** Begin Dataset records **
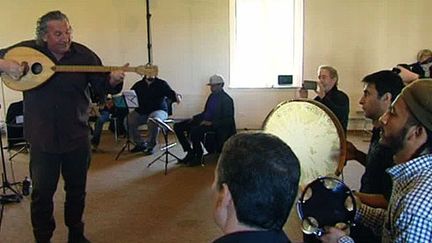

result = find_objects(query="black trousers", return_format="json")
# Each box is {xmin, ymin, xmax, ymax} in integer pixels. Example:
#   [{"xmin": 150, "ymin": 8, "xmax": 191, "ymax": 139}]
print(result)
[
  {"xmin": 30, "ymin": 147, "xmax": 91, "ymax": 242},
  {"xmin": 174, "ymin": 119, "xmax": 214, "ymax": 156}
]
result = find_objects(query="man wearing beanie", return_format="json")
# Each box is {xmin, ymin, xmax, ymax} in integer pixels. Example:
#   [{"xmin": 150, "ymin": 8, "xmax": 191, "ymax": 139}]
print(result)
[
  {"xmin": 321, "ymin": 79, "xmax": 432, "ymax": 242},
  {"xmin": 174, "ymin": 74, "xmax": 236, "ymax": 166}
]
** End Dataset records **
→ Your goal
Rewrite every line of the records above as a Markdown table with the columns Row and Line, numbering the rows and skipping blank lines. Leave the pictures out of the table.

→ Task output
| Row | Line |
|---|---|
| 1 | result = find_objects(query="black trousers", return_format="json") |
| 2 | # Each box is {xmin, ymin, xmax, ymax} in integer pixels. Example: |
| 3 | #   [{"xmin": 150, "ymin": 8, "xmax": 191, "ymax": 139}] |
| 4 | print(result) |
| 5 | [ |
| 6 |   {"xmin": 30, "ymin": 147, "xmax": 91, "ymax": 242}, |
| 7 |   {"xmin": 174, "ymin": 119, "xmax": 214, "ymax": 156} |
| 8 | ] |
| 9 | result = find_objects(query="man wearing beanie", return_format="json") |
| 10 | # Each box is {xmin, ymin, xmax, ymax} in integer pixels. Example: |
| 11 | #   [{"xmin": 150, "ymin": 8, "xmax": 191, "ymax": 139}] |
| 12 | print(result) |
| 13 | [ |
| 14 |   {"xmin": 321, "ymin": 79, "xmax": 432, "ymax": 242}, |
| 15 |   {"xmin": 174, "ymin": 74, "xmax": 236, "ymax": 166} |
| 16 | ] |